=== Work required ===
Among the entries below, one stretch runs from the line that contains "primary flight feather." through the line that contains "the swan's body.". Repeat that stretch exactly, ends included, and only that.

=== The data ===
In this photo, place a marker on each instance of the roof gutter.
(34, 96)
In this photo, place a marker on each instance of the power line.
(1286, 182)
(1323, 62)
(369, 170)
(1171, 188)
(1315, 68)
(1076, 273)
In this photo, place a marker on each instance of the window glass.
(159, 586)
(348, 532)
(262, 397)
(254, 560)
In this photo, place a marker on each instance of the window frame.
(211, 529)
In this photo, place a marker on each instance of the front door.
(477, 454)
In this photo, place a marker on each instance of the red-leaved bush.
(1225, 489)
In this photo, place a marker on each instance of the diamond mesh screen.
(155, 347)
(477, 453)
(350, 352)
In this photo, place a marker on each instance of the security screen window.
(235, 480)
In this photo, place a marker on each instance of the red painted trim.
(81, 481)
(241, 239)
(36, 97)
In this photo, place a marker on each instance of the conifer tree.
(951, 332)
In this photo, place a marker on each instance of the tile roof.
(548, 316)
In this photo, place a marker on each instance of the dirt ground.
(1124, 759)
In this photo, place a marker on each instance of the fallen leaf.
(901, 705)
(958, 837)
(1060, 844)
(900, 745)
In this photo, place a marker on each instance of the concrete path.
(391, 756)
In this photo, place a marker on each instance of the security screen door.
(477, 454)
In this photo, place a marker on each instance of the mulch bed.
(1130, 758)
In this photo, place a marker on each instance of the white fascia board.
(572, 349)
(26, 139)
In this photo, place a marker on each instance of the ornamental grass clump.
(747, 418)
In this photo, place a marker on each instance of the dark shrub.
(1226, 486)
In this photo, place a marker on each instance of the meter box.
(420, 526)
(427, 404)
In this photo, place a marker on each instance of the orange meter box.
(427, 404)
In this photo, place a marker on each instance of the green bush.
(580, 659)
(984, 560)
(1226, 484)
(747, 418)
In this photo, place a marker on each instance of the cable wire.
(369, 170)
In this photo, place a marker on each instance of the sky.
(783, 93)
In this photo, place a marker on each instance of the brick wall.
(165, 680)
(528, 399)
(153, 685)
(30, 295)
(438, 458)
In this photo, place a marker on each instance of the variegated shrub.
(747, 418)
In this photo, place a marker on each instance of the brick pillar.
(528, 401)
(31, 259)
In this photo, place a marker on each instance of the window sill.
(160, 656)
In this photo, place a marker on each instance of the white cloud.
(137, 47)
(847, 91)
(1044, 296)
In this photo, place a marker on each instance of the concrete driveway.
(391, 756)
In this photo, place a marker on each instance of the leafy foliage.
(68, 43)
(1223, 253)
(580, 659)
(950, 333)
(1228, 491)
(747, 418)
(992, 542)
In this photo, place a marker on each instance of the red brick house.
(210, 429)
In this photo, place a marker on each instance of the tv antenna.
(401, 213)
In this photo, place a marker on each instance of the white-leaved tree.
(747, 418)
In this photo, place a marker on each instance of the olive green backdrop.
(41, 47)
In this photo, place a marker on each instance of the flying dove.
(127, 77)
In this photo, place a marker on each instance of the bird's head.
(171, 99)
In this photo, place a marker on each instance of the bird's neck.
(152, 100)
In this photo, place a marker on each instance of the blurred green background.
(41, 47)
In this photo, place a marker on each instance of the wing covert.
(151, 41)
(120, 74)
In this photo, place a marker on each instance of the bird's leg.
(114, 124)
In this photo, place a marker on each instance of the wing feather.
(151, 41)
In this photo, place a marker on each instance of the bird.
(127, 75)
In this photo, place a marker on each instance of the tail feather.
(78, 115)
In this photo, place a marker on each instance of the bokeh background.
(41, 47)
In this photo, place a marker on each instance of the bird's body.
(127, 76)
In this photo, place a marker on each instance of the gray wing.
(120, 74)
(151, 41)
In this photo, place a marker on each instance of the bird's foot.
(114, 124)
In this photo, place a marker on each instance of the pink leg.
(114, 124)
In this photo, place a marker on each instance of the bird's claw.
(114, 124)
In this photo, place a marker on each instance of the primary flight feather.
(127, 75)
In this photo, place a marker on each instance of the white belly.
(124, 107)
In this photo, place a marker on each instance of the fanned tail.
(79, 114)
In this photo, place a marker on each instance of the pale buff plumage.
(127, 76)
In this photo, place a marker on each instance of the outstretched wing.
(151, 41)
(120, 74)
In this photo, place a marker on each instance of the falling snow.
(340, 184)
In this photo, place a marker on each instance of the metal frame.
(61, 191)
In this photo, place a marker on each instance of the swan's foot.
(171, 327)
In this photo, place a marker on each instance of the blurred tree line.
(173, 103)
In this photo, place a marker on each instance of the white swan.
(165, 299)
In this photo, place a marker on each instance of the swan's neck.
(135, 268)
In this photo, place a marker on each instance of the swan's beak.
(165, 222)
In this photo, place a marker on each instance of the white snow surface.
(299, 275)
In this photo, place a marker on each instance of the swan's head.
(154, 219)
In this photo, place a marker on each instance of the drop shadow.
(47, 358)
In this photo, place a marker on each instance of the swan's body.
--
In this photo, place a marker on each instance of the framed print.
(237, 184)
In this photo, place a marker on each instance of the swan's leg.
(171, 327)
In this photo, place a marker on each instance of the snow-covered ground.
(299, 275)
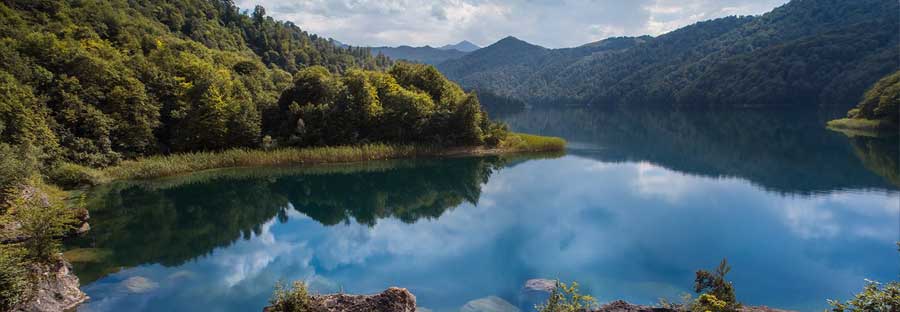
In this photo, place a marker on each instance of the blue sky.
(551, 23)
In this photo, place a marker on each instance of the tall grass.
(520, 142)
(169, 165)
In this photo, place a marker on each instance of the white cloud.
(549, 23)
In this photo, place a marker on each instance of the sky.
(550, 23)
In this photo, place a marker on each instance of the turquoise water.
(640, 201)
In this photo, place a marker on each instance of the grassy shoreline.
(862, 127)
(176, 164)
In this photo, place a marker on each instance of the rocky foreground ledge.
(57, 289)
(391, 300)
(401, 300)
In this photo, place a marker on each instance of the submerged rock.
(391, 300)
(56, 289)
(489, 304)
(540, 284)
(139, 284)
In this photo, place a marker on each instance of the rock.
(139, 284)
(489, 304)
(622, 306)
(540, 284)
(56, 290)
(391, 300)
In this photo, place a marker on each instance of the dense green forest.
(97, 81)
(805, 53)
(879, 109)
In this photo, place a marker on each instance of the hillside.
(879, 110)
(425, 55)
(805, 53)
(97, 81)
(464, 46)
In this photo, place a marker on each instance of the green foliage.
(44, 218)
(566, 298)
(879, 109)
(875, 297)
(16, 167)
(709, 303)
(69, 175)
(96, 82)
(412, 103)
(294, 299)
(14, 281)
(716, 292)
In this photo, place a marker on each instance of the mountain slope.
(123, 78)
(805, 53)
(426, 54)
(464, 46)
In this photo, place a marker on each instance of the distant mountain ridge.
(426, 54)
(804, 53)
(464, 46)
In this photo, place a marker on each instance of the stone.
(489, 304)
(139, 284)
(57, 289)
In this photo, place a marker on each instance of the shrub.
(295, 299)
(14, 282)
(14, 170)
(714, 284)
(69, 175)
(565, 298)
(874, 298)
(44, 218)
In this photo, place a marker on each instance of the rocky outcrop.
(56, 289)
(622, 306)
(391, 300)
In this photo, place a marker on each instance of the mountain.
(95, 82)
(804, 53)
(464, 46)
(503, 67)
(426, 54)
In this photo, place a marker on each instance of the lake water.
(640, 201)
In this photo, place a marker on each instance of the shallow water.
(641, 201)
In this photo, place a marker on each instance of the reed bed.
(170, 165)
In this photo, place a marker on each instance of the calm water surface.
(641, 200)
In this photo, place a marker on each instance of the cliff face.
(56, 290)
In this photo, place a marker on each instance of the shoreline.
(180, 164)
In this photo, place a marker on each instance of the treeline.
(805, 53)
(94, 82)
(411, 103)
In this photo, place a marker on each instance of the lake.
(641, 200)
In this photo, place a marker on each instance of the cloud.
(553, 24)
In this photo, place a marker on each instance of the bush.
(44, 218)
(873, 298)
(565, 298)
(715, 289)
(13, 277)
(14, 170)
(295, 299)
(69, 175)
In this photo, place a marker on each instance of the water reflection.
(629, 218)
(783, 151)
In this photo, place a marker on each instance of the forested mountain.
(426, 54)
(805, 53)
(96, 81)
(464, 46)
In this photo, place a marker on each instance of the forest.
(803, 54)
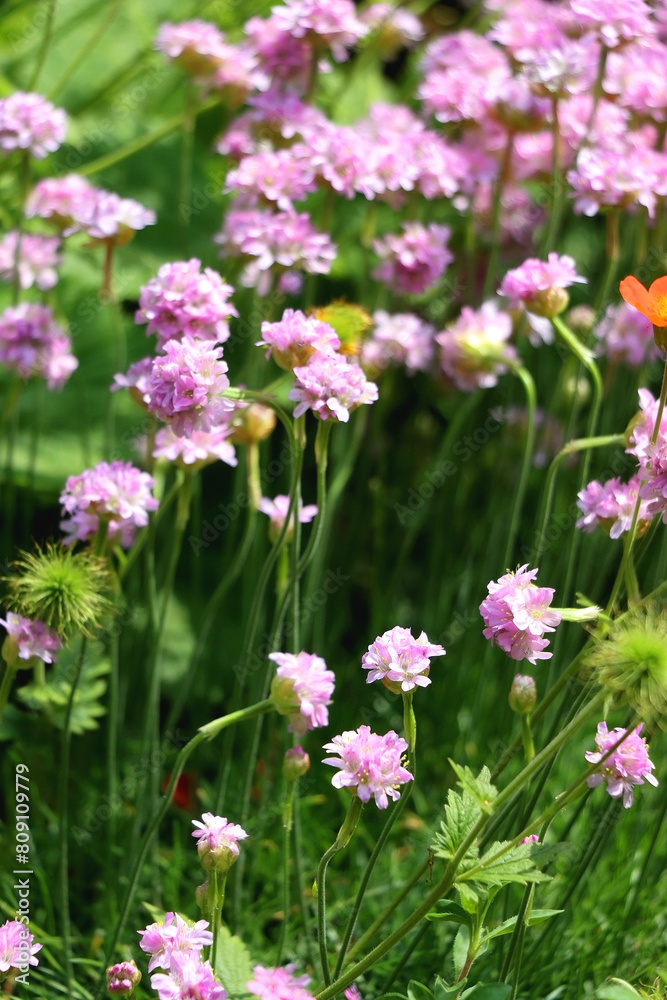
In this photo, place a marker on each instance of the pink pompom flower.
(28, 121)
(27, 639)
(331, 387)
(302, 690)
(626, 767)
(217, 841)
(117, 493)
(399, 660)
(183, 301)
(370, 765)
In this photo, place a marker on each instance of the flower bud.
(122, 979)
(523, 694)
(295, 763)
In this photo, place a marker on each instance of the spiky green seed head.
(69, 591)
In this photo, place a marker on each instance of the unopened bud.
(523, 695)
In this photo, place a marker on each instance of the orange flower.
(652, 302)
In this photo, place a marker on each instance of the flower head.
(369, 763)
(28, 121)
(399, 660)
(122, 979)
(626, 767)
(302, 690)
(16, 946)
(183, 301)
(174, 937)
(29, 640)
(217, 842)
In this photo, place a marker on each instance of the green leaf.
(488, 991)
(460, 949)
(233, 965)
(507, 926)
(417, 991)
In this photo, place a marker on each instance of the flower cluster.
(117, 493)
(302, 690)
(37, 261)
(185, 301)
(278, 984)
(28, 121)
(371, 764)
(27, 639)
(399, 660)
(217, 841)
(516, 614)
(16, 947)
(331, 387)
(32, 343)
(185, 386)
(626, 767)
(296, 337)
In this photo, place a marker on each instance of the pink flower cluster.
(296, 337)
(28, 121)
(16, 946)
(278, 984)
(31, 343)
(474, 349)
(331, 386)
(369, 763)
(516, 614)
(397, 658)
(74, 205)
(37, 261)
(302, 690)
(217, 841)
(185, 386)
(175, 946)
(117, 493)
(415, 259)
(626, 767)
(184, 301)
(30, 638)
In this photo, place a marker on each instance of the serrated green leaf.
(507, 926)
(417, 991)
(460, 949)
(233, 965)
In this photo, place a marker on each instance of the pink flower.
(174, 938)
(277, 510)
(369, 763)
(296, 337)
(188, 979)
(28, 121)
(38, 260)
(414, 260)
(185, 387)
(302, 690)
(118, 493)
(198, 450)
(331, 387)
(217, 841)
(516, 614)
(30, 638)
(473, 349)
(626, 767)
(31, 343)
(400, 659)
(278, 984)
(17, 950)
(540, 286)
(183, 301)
==
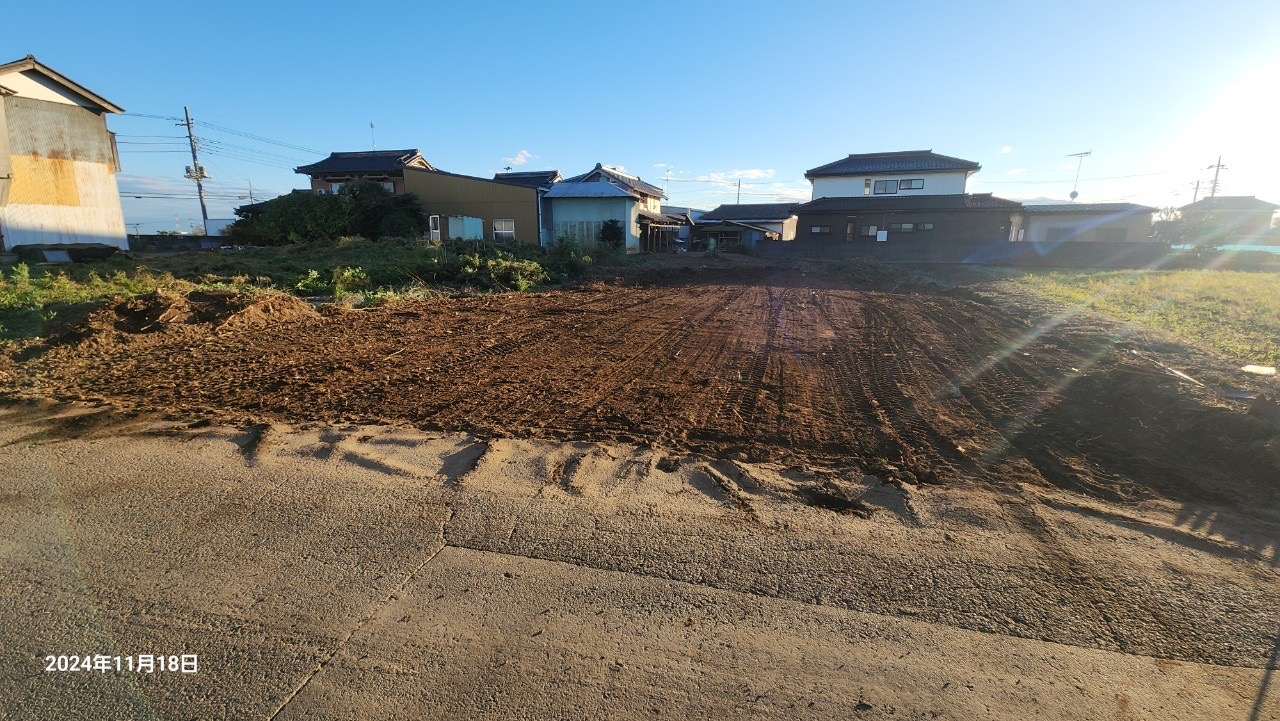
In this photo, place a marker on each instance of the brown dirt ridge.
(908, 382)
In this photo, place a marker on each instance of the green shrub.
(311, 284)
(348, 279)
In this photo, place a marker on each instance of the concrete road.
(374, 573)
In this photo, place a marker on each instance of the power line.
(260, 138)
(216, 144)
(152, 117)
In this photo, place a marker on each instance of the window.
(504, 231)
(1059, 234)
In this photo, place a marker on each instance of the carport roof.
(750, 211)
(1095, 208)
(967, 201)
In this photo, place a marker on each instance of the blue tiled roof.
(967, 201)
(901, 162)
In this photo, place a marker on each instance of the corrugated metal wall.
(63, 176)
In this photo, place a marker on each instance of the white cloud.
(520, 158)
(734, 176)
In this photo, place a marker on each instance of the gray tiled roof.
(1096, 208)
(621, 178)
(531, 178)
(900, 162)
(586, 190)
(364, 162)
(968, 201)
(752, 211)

=== Solved exercise ===
In this photo, place a marker on each instance of the primary flight feather.
(127, 75)
In this photo, place a marker on each instance of the white belly.
(124, 107)
In this photo, place a marker on each instance of the fanned tail.
(79, 114)
In this photo, place a marker on each instance of the pale buff plumage.
(127, 76)
In this photo, place a marker on each instance of the outstretched wing.
(151, 41)
(120, 74)
In this photo, place a marker on each instance of the falling snow.
(340, 184)
In this photo, place a marker on each instance of the metal frame.
(61, 191)
In this photo, place a marker on each instance of the swan's foot.
(171, 327)
In this photo, place a marker on each instance of the blurred tree line.
(173, 103)
In this photo, place a marker on each instance of the white swan.
(165, 299)
In this photo, place a marker on each instance of the swan's neck.
(135, 268)
In this photo, place a marker on each instance of the swan's beak.
(165, 222)
In this photo, place a marker on each instance of the white snow surface.
(299, 275)
In this photo, place a marker on each instance of the swan's head.
(154, 219)
In this photo, place a marker on each instance of the drop shadow.
(47, 358)
In this photo, place a marker on each instance of the swan's body.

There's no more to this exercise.